| What is required |
Take the records below and copy them exactly.

| Input data |
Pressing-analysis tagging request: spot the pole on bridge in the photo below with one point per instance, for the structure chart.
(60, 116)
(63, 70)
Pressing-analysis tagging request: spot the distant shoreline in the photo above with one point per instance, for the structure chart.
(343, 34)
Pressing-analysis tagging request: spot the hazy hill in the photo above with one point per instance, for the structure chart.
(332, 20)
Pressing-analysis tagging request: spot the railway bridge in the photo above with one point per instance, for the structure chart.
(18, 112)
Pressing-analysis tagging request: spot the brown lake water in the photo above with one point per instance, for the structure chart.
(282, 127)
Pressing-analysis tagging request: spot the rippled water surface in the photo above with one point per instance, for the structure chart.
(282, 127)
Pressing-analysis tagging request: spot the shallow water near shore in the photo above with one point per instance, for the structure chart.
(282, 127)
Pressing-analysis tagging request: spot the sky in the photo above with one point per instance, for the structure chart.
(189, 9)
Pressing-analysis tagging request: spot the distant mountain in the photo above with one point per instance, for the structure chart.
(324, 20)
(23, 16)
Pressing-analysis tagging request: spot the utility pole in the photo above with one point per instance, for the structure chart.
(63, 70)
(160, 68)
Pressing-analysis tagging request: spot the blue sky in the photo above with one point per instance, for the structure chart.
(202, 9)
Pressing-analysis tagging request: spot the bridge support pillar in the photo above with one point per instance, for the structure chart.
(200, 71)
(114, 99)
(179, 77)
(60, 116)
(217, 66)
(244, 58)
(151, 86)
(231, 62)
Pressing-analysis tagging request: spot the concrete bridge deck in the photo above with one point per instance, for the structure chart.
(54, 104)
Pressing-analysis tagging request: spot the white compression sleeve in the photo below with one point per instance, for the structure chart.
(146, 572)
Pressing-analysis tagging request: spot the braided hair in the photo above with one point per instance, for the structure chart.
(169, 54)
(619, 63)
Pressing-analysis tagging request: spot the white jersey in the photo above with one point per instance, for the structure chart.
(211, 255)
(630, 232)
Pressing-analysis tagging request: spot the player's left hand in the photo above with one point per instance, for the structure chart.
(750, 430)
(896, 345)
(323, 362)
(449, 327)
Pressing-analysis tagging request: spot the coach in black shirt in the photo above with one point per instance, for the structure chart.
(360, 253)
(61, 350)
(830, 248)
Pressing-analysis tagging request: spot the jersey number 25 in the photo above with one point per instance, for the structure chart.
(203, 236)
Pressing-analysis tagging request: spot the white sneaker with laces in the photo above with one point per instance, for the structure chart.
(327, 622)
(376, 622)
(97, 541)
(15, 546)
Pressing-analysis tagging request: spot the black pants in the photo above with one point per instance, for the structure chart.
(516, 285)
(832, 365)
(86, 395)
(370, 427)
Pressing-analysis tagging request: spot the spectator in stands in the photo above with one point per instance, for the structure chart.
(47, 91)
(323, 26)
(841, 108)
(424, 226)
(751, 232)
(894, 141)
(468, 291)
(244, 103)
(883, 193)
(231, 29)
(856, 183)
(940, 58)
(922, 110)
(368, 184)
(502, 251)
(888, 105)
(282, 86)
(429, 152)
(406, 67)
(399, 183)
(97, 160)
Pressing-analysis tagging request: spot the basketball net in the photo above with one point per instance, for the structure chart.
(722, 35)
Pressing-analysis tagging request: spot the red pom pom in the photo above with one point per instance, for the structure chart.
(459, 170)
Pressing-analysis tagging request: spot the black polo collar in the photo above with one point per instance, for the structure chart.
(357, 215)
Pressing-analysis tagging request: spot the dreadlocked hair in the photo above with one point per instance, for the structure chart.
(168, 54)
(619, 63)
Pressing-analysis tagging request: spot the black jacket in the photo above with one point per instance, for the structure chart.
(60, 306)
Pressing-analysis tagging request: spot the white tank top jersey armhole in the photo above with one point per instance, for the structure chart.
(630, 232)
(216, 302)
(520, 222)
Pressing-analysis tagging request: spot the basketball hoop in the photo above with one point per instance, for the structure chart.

| Result of this exercise |
Pressing-analysis tagging request: spot the pole on bridge in the photo below with one point per instance, for the structure chart.
(60, 116)
(63, 70)
Pressing-analysis tagging request: spot the distant shoreline in the photo above with one point per instance, for the structure chart.
(343, 34)
Pressing-analysis tagging request: spot the hazy hill in the photo above with one point per instance, for the structure chart.
(332, 20)
Pressing-analysis tagging request: spot the railway bridge in the photo above with one point per instance, for the structure chart.
(18, 112)
Pressing-analysis tagging request: spot the brown lake water in the photo above with one point per instance, for the structure chart.
(282, 127)
Pressing-analysis tagging request: spot the rippled water surface in the photo above with one point per instance, for the structure chart.
(282, 127)
Pressing-analysis tagging request: spot the shallow water near shore in the photo above with one point per instance, for the structure chart.
(282, 127)
Pressing-analysis tagging request: spot the sky in the photo above with one point per instance, for the structure chart.
(189, 9)
Pressing-analysis tagging request: spot the distant mountain in the photo above with one point per instance, for the structure chart.
(324, 20)
(23, 16)
Pressing-analysis tagging request: spot the utility pole in the photo above with one point per instance, for the structure chart.
(63, 70)
(160, 68)
Pressing-analysis tagging request: spot the blue sky in the photo above with one point per instance, for the structure chart.
(202, 9)
Pressing-analysis tagging request: spot the bridge support pillar in the photo above with one point per instance, for the structure chart.
(200, 71)
(114, 99)
(179, 77)
(60, 116)
(217, 66)
(244, 58)
(151, 86)
(231, 62)
Pressing-analysis tagging request: spot the concrete bridge deck in the photo above with one point per instance, for the structure chart.
(54, 104)
Pressing-analysis tagging request: spot the white compression sleeve in the photo below with one point per instance, for the structure chart.
(146, 572)
Pressing-analysis tagging request: spot the braided hair in the photo above with one point per instance, for the structure chart.
(169, 54)
(619, 63)
Pressing-analysis tagging request: spot the white jersey in the photo above with one point per instance, for the structure chart.
(211, 255)
(630, 232)
Pressing-analysis tagging request: spot the player's left hand in the photo above with one point per instance, for the structure chart.
(750, 430)
(896, 345)
(323, 362)
(449, 327)
Pressing-analysis tagging request: spot the coach in black shirt in the photo above with one point per instance, for the structure chart.
(360, 253)
(61, 350)
(830, 248)
Pressing-analysis tagging request: spot the jersey number 25 in the photo above with one point per instance, for the structure chart.
(203, 236)
Pressing-analysis tagging request: spot the white sneaker with laces in the photo above with one point per instance, for the structure chart.
(327, 622)
(376, 622)
(97, 541)
(15, 546)
Pressing-analysis tagging request: spot the black pants in the photo above with one point per instance, for the structure chart.
(516, 285)
(832, 365)
(86, 395)
(370, 427)
Pressing-analysis tagging request: spot the spectator in stands in the photo above with one point per instance, for the structure chart.
(47, 91)
(323, 26)
(841, 108)
(424, 226)
(751, 232)
(894, 141)
(468, 291)
(244, 103)
(883, 193)
(231, 29)
(856, 183)
(940, 58)
(922, 110)
(368, 184)
(502, 251)
(888, 105)
(282, 86)
(429, 152)
(406, 67)
(399, 183)
(97, 160)
Pressing-analysis tagging request: spot the basketball net in the photo above with one point per instance, for the structure chart.
(722, 35)
Pressing-analysis tagging request: spot the red pom pom in the photo above with one point per instance, for the structure chart.
(459, 170)
Pressing-analysis tagging request: spot the black polo collar in the photo above with one point per instance, for the structure chart.
(357, 215)
Pressing-analysis tagging request: spot the dreadlocked hair in the photo above with one point per instance, for the structure chart.
(168, 54)
(619, 63)
Pressing-analysis tagging request: spot the black jacket in the photo above with one point per instance, for the structure chart.
(60, 306)
Pressing-analysis tagging request: spot the white tank top jersey armhole in the photo above with one point per instance, for the structure chart.
(630, 232)
(216, 302)
(520, 222)
Pressing-analysis tagging request: spot the basketball hoop in the photo above with one point per instance, for the structure chart.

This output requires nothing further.